Entries supplied:

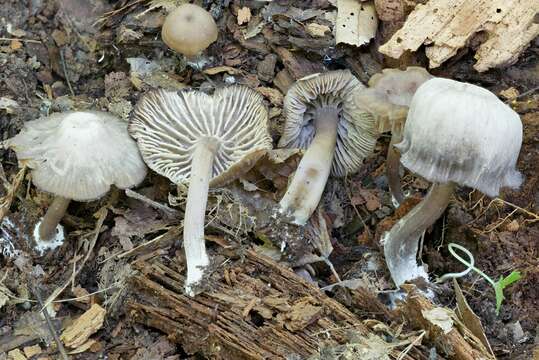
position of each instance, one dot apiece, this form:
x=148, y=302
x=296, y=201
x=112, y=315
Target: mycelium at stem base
x=195, y=210
x=309, y=181
x=401, y=242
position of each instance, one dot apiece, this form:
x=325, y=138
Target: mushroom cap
x=390, y=93
x=79, y=154
x=168, y=125
x=356, y=132
x=462, y=133
x=189, y=29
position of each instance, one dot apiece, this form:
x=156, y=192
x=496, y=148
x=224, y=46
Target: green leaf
x=501, y=285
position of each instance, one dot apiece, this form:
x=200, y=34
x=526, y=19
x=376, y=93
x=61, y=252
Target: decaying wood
x=446, y=26
x=455, y=342
x=257, y=309
x=83, y=327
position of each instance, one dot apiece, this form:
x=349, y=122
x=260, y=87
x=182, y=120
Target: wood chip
x=317, y=30
x=445, y=26
x=244, y=15
x=30, y=351
x=356, y=22
x=272, y=94
x=82, y=328
x=16, y=355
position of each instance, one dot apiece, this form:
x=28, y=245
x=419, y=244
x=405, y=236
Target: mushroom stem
x=195, y=211
x=305, y=190
x=55, y=213
x=393, y=169
x=401, y=242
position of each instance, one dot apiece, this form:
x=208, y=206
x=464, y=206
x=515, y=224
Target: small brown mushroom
x=388, y=98
x=76, y=156
x=189, y=30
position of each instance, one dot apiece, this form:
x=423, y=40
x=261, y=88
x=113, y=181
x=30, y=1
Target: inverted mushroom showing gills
x=76, y=156
x=322, y=117
x=455, y=133
x=189, y=29
x=388, y=98
x=189, y=136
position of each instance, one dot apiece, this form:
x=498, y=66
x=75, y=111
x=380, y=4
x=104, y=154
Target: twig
x=21, y=40
x=152, y=203
x=64, y=68
x=35, y=290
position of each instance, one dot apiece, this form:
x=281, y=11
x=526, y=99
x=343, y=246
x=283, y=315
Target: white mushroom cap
x=390, y=93
x=168, y=125
x=79, y=155
x=462, y=133
x=356, y=132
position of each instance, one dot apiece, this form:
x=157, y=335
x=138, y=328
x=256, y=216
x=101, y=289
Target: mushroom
x=76, y=156
x=322, y=117
x=189, y=136
x=455, y=133
x=388, y=98
x=189, y=30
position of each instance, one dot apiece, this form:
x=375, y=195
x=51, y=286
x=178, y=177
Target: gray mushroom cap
x=79, y=155
x=462, y=133
x=356, y=131
x=168, y=125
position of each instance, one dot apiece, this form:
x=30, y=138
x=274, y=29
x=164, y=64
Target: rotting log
x=256, y=309
x=456, y=343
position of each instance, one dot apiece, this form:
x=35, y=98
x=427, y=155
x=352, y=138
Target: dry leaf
x=356, y=22
x=244, y=15
x=317, y=30
x=445, y=26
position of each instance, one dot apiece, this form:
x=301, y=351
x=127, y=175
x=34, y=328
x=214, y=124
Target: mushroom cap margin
x=462, y=133
x=167, y=126
x=356, y=131
x=78, y=154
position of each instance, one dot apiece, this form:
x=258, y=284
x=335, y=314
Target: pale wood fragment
x=445, y=26
x=82, y=328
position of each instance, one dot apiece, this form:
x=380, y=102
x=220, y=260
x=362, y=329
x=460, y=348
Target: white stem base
x=42, y=246
x=195, y=211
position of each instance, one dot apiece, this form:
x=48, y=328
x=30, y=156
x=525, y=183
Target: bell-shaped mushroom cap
x=168, y=125
x=462, y=133
x=356, y=132
x=189, y=29
x=79, y=155
x=390, y=93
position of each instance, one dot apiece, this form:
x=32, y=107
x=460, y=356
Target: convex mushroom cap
x=79, y=154
x=76, y=156
x=189, y=136
x=462, y=133
x=322, y=117
x=189, y=29
x=455, y=133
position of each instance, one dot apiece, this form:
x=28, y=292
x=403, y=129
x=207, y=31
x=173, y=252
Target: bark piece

Task to carry out:
A faithful, complete copy of the entries is required, without the pictures.

Solution:
position of each instance, one dot apiece, this form:
x=148, y=302
x=296, y=201
x=112, y=315
Target: mycelium at stem base
x=195, y=210
x=309, y=181
x=401, y=242
position of each instance, one dot apiece, this form:
x=325, y=138
Target: mushroom cap
x=390, y=93
x=79, y=154
x=168, y=125
x=356, y=132
x=462, y=133
x=189, y=29
position of each instance, one dot apiece, this form:
x=156, y=192
x=496, y=148
x=224, y=46
Target: green leaf
x=501, y=285
position of each instance, one dot apiece, this form:
x=200, y=34
x=526, y=19
x=376, y=93
x=61, y=252
Target: decaying wood
x=446, y=26
x=455, y=342
x=257, y=309
x=83, y=327
position of each instance, one dot apiece, this form:
x=349, y=122
x=260, y=87
x=182, y=120
Target: wood chip
x=317, y=30
x=445, y=26
x=244, y=15
x=30, y=351
x=356, y=22
x=272, y=94
x=82, y=328
x=16, y=355
position of each instance, one dot apiece, this form:
x=28, y=245
x=419, y=244
x=405, y=236
Target: mushroom stem
x=195, y=211
x=305, y=190
x=55, y=213
x=393, y=169
x=401, y=242
position of each instance, one dot apiece, this form:
x=208, y=206
x=464, y=206
x=515, y=224
Target: small brown mushroom
x=388, y=98
x=76, y=156
x=189, y=30
position of each instance, one dot apiece, this form:
x=423, y=40
x=261, y=88
x=113, y=181
x=30, y=1
Target: inverted mushroom showing gills
x=76, y=156
x=322, y=117
x=455, y=133
x=189, y=29
x=388, y=98
x=189, y=136
position of each instance, one dot apiece, this form:
x=498, y=66
x=75, y=111
x=380, y=4
x=104, y=154
Target: twig
x=21, y=40
x=152, y=203
x=64, y=68
x=35, y=290
position of each instance, one dot apiece, this form:
x=281, y=11
x=526, y=99
x=343, y=246
x=283, y=315
Target: white mushroom cap
x=390, y=93
x=168, y=125
x=79, y=155
x=462, y=133
x=356, y=132
position of each instance, one dot apiece, this form:
x=157, y=335
x=138, y=328
x=256, y=216
x=101, y=289
Target: mushroom
x=76, y=156
x=322, y=117
x=189, y=136
x=455, y=133
x=388, y=98
x=189, y=30
position of each instance, one dot apiece, this form:
x=375, y=195
x=51, y=286
x=178, y=177
Target: gray mushroom cap
x=79, y=155
x=462, y=133
x=356, y=131
x=168, y=125
position of each instance, one dot apiece, this form:
x=30, y=138
x=274, y=29
x=164, y=64
Target: rotting log
x=256, y=309
x=456, y=343
position of each instance, one dot apiece, this form:
x=35, y=98
x=427, y=155
x=352, y=138
Target: dry leaf
x=356, y=22
x=244, y=15
x=317, y=30
x=445, y=26
position of each instance, one dot apiece, this form:
x=301, y=351
x=127, y=175
x=34, y=328
x=214, y=124
Target: mushroom cap margin
x=462, y=133
x=167, y=126
x=356, y=131
x=78, y=154
position of each instance, one dot apiece, this form:
x=258, y=284
x=335, y=314
Target: pale wood fragment
x=445, y=26
x=82, y=328
position of each instance, one dot apiece, this form:
x=380, y=102
x=220, y=260
x=362, y=329
x=460, y=348
Target: white stem base
x=42, y=246
x=195, y=211
position of each instance, one dot apiece, this form:
x=48, y=328
x=30, y=156
x=525, y=183
Target: bell-shaped mushroom cap
x=168, y=125
x=462, y=133
x=356, y=132
x=189, y=29
x=79, y=155
x=390, y=93
position of each instance, one dot apiece, this form:
x=32, y=107
x=460, y=356
Target: convex mushroom cap
x=79, y=154
x=76, y=156
x=189, y=136
x=462, y=133
x=322, y=117
x=189, y=29
x=455, y=133
position of each instance, one dot apiece, this form:
x=28, y=292
x=403, y=129
x=207, y=31
x=173, y=252
Target: bark piece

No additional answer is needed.